■ **Work task**
Summarize the abstract below in two sentences.

■ **Selected excerpt**
= Beginning of Section =
Natalay Kouprina1, Mikhail Liskovykh1,*, Nicholas C.O. Lee1,*, Vladimir N. Noskov1, Joshua J. Waterfall2, Robert L. Walker2, Paul S. Meltzer2, Eric J. Topol3 and Vladimir Larionov1

1Developmental Therapeutics Branch, National Cancer Institute, Bethesda, MD 20892, USA

2Genetics Branch, National Cancer Institute, Bethesda, MD 20892, USA

3The Scripps Translational Science Institute, The Scripps Research Institute and Scripps Health, La Jolla, CA 92037, USA

*These authors have contributed equally to this work

Correspondence to:

Natalay Kouprina, email: [email protected]

Keywords: TAR-cloning; segmental duplication; genome alterations; 9p21; CAD interval

Received: November 29, 2017     Accepted: February 10, 2018     Epub: February 26, 2018     Published: March 16, 2018

ABSTRACT

Tandem segmental duplications (SDs) greater than 10 kb are widespread in complex genomes. They provide material for gene divergence and evolutionary adaptation, while formation of specific de novo SDs is a hallmark of cancer and some human diseases. Most SDs map to distinct genomic regions termed ‘duplication blocks’. SDs organization within these blocks is often poorly characterized as they are mosaics of ancestral duplicons juxtaposed with younger duplicons arising from more recent duplication events. Structural and functional analysis of SDs is further hampered as long repetitive DNA structures are underrepresented in existing BAC and YAC libraries. We applied Transformation-Associated Recombination (TAR) cloning, a versatile technique for large DNA manipulation, to selectively isolate the coronary artery disease (CAD) interval sequence within the 9p21.3 chromosome locus from a patient with coronary artery disease and normal individuals. Four tandem head-to-tail duplicons, each ~50 kb long, were recovered in the patient but not in normal individuals. Sequence analysis revealed that the repeats varied by 10-15 SNPs between each other and by 82 SNPs between the human genome sequence (version hg19). SNPs polymorphism within the junctions between repeats allowed two junction types to be distinguished, Type 1 and Type 2, which were found at a 2:1 ratio. The junction sequences contained an Alu element, a sequence previously shown to play a role in duplication. Knowledge of structural variation in the CAD interval from more patients could help link this locus to cardiovascular diseases susceptibility, and maybe relevant to other cases of regional amplification, including cancer.
= End of Section =
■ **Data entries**
= Beginning of Section =
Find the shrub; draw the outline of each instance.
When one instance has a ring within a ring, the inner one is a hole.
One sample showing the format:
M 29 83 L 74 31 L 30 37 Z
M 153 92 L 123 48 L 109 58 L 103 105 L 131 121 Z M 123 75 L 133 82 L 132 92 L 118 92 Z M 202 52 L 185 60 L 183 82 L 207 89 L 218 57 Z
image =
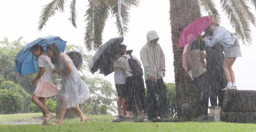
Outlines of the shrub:
M 45 104 L 48 110 L 52 113 L 56 113 L 56 101 L 46 100 Z M 28 107 L 28 112 L 30 113 L 38 113 L 42 112 L 42 110 L 36 104 L 32 103 Z
M 11 90 L 0 89 L 0 114 L 21 112 L 24 109 L 23 98 Z
M 100 114 L 107 114 L 107 109 L 108 107 L 106 105 L 102 105 L 100 106 L 100 108 L 99 109 L 99 112 Z
M 164 84 L 166 86 L 166 90 L 167 91 L 167 100 L 168 101 L 168 111 L 167 113 L 168 114 L 169 117 L 175 118 L 177 114 L 177 107 L 175 102 L 176 91 L 175 90 L 175 83 L 174 82 L 167 83 L 164 82 Z M 145 109 L 144 109 L 144 114 L 147 116 L 147 88 L 145 88 L 145 92 L 146 92 L 146 97 L 145 98 Z M 157 100 L 158 101 L 158 97 L 156 96 Z
M 10 90 L 20 95 L 23 98 L 24 106 L 23 111 L 21 112 L 27 113 L 28 112 L 28 108 L 30 104 L 32 103 L 31 99 L 31 95 L 26 91 L 23 88 L 12 82 L 3 81 L 0 84 L 0 89 Z

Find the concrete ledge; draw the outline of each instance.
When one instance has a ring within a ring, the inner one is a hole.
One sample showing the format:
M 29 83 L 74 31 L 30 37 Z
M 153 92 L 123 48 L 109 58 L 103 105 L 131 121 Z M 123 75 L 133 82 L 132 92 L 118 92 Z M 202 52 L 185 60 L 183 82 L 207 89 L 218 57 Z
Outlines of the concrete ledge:
M 256 112 L 256 91 L 222 92 L 222 111 L 225 112 Z
M 220 115 L 222 122 L 256 124 L 256 112 L 224 112 Z

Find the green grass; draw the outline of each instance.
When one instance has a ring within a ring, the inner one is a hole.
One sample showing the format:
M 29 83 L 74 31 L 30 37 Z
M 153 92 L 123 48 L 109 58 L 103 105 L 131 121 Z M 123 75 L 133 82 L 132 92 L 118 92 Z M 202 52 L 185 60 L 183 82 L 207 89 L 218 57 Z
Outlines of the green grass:
M 40 113 L 0 115 L 3 120 L 28 120 Z M 256 124 L 223 122 L 198 123 L 110 123 L 114 116 L 87 115 L 90 120 L 78 124 L 80 118 L 64 120 L 60 125 L 0 125 L 0 132 L 254 132 Z M 51 121 L 52 123 L 56 120 Z M 158 127 L 157 127 L 157 126 Z M 43 129 L 44 128 L 44 129 Z M 42 130 L 43 129 L 43 130 Z

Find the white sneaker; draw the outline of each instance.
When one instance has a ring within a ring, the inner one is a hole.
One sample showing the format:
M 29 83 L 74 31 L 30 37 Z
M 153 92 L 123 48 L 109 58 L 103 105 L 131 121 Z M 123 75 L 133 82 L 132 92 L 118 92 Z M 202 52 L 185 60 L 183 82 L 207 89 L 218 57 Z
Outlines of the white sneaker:
M 236 90 L 237 90 L 237 88 L 236 89 Z M 224 90 L 234 90 L 234 87 L 233 87 L 233 86 L 232 86 L 232 87 L 230 87 L 228 85 L 226 87 L 226 88 L 225 88 L 222 90 L 222 91 L 224 91 Z
M 237 87 L 236 87 L 236 86 L 235 86 L 235 87 L 234 87 L 234 90 L 237 90 Z

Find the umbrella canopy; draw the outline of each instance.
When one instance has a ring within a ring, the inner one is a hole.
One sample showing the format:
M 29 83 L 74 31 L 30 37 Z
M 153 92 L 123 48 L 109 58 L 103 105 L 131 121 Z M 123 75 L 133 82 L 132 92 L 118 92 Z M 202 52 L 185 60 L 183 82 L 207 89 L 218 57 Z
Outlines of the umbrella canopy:
M 133 50 L 126 49 L 126 54 L 132 54 L 132 53 L 133 51 Z
M 98 50 L 90 64 L 90 70 L 92 74 L 97 72 L 99 69 L 100 73 L 104 74 L 105 76 L 114 72 L 110 70 L 109 67 L 111 58 L 115 58 L 113 51 L 118 49 L 118 46 L 123 41 L 123 37 L 110 39 Z
M 185 46 L 198 36 L 212 23 L 212 18 L 209 16 L 196 18 L 190 22 L 180 34 L 178 48 Z
M 46 54 L 46 44 L 50 42 L 56 44 L 60 51 L 64 52 L 67 42 L 62 40 L 60 37 L 51 36 L 39 38 L 26 44 L 18 53 L 15 58 L 13 71 L 18 72 L 21 76 L 37 72 L 37 61 L 36 60 L 36 57 L 33 55 L 30 50 L 30 47 L 35 44 L 40 45 L 43 47 L 44 51 Z

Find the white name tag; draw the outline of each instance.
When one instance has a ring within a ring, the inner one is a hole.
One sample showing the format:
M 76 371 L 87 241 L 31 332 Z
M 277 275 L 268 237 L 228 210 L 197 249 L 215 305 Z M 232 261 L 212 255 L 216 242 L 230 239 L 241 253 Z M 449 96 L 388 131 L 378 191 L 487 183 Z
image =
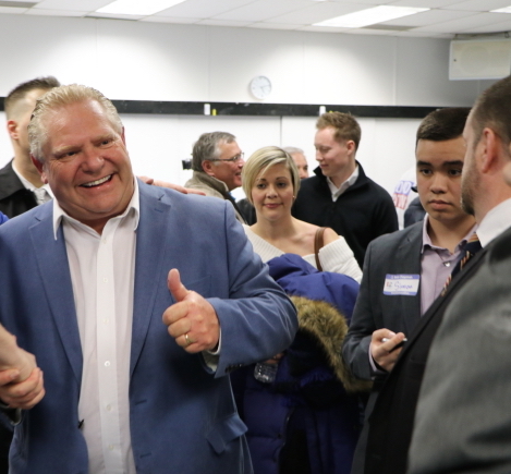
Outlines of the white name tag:
M 419 281 L 419 275 L 386 275 L 384 294 L 415 296 Z

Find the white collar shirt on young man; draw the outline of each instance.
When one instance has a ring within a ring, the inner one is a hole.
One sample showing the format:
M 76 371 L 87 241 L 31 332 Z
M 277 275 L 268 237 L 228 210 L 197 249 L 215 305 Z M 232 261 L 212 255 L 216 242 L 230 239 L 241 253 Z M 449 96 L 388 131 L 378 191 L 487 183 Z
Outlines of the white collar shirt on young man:
M 12 162 L 12 170 L 16 174 L 16 177 L 20 179 L 22 184 L 25 186 L 26 190 L 32 191 L 35 194 L 37 205 L 41 205 L 45 203 L 48 203 L 48 200 L 53 198 L 53 192 L 51 191 L 50 185 L 44 184 L 40 187 L 34 186 L 27 179 L 25 179 L 20 171 L 17 171 L 17 168 L 14 165 L 14 161 Z
M 467 234 L 458 243 L 451 254 L 449 248 L 434 245 L 427 233 L 429 216 L 424 218 L 423 247 L 421 257 L 421 316 L 426 313 L 431 303 L 438 297 L 447 279 L 462 256 L 463 247 L 476 231 L 474 226 Z
M 101 234 L 53 200 L 56 239 L 62 220 L 83 353 L 78 416 L 89 474 L 136 474 L 130 434 L 130 354 L 135 281 L 138 184 Z
M 495 206 L 480 221 L 477 236 L 480 245 L 486 247 L 496 236 L 511 226 L 511 199 Z
M 330 193 L 332 193 L 332 200 L 336 202 L 338 197 L 344 193 L 350 186 L 353 186 L 355 184 L 355 181 L 358 179 L 358 165 L 355 167 L 355 171 L 351 173 L 351 177 L 345 180 L 340 187 L 337 187 L 332 180 L 330 180 L 329 177 L 327 177 L 327 183 L 328 187 L 330 189 Z

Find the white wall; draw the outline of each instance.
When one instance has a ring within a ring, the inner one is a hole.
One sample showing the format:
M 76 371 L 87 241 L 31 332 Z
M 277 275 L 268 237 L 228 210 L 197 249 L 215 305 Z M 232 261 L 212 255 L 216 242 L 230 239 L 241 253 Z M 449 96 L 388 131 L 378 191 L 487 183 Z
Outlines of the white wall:
M 254 102 L 252 77 L 272 81 L 268 102 L 471 106 L 489 83 L 448 81 L 449 40 L 0 15 L 0 96 L 56 75 L 112 99 Z M 0 113 L 0 120 L 4 117 Z M 247 155 L 299 146 L 314 163 L 314 118 L 123 116 L 137 173 L 183 183 L 203 132 L 226 130 Z M 390 192 L 413 163 L 418 120 L 361 119 L 358 159 Z M 11 157 L 0 134 L 0 165 Z

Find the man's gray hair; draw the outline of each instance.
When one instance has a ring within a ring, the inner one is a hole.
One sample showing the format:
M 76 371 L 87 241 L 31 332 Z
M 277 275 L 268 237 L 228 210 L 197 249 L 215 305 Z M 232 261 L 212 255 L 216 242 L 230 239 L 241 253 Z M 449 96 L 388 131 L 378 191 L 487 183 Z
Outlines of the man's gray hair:
M 107 99 L 99 90 L 80 84 L 60 86 L 46 93 L 36 102 L 36 108 L 34 109 L 31 123 L 28 124 L 31 155 L 40 162 L 45 160 L 42 148 L 48 139 L 47 121 L 45 120 L 48 114 L 64 106 L 85 102 L 87 100 L 98 102 L 105 110 L 113 130 L 119 134 L 122 133 L 123 126 L 115 107 L 110 99 Z
M 193 147 L 192 169 L 194 171 L 204 171 L 203 161 L 218 159 L 220 156 L 218 145 L 222 142 L 232 143 L 235 139 L 236 137 L 229 132 L 203 133 Z

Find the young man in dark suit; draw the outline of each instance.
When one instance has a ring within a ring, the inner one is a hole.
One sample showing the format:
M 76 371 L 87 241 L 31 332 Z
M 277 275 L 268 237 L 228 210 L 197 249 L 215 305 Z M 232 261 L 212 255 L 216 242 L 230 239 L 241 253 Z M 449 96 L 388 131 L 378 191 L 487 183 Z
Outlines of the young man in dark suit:
M 470 109 L 429 113 L 416 135 L 417 190 L 428 215 L 402 231 L 373 241 L 366 253 L 361 293 L 343 355 L 360 378 L 375 380 L 366 414 L 410 336 L 442 290 L 474 232 L 461 208 L 462 137 Z M 353 472 L 362 473 L 367 424 Z
M 365 473 L 406 472 L 417 399 L 437 329 L 446 312 L 459 304 L 461 294 L 465 292 L 464 285 L 478 274 L 487 248 L 491 248 L 491 241 L 511 222 L 511 189 L 503 180 L 503 169 L 510 160 L 509 110 L 511 78 L 507 77 L 486 90 L 469 116 L 463 132 L 466 151 L 462 203 L 465 211 L 473 214 L 478 222 L 477 235 L 483 250 L 452 279 L 447 291 L 435 301 L 413 332 L 407 336 L 409 341 L 387 377 L 369 418 Z M 473 308 L 469 306 L 465 309 L 463 314 Z M 477 351 L 476 348 L 474 350 Z M 455 358 L 457 353 L 450 353 L 448 358 L 450 357 Z M 466 370 L 471 367 L 457 364 L 457 369 Z M 437 379 L 436 382 L 445 384 L 446 380 Z M 439 430 L 436 433 L 441 435 Z

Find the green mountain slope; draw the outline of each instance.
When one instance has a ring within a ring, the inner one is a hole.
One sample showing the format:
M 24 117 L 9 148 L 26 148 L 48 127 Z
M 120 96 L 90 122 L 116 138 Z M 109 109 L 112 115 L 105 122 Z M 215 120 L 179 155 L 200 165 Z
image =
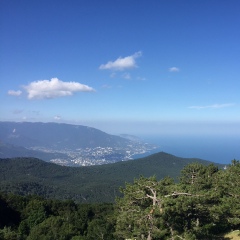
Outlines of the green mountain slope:
M 196 161 L 211 163 L 179 158 L 164 152 L 137 160 L 77 168 L 35 158 L 1 159 L 0 190 L 21 195 L 73 199 L 77 202 L 113 202 L 119 195 L 119 187 L 124 186 L 125 182 L 132 182 L 140 175 L 176 179 L 184 166 Z

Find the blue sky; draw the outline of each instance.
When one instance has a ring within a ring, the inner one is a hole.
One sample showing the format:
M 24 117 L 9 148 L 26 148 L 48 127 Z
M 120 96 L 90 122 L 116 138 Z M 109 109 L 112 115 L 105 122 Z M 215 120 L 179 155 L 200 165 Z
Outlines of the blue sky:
= End of Section =
■ **Written answer**
Researchers used Transformation-Associated Recombination (TAR) cloning to isolate the coronary artery disease (CAD) interval in the 9p21.3 locus from a patient with coronary artery disease and from normal individuals. They recovered four tandem head-to-tail duplicons of about 50 kb each in the patient only: these repeats differed from one another by 10-15 SNPs and from hg19 by 82 SNPs, and their junctions fell into two types at a 2:1 ratio and contained an Alu element.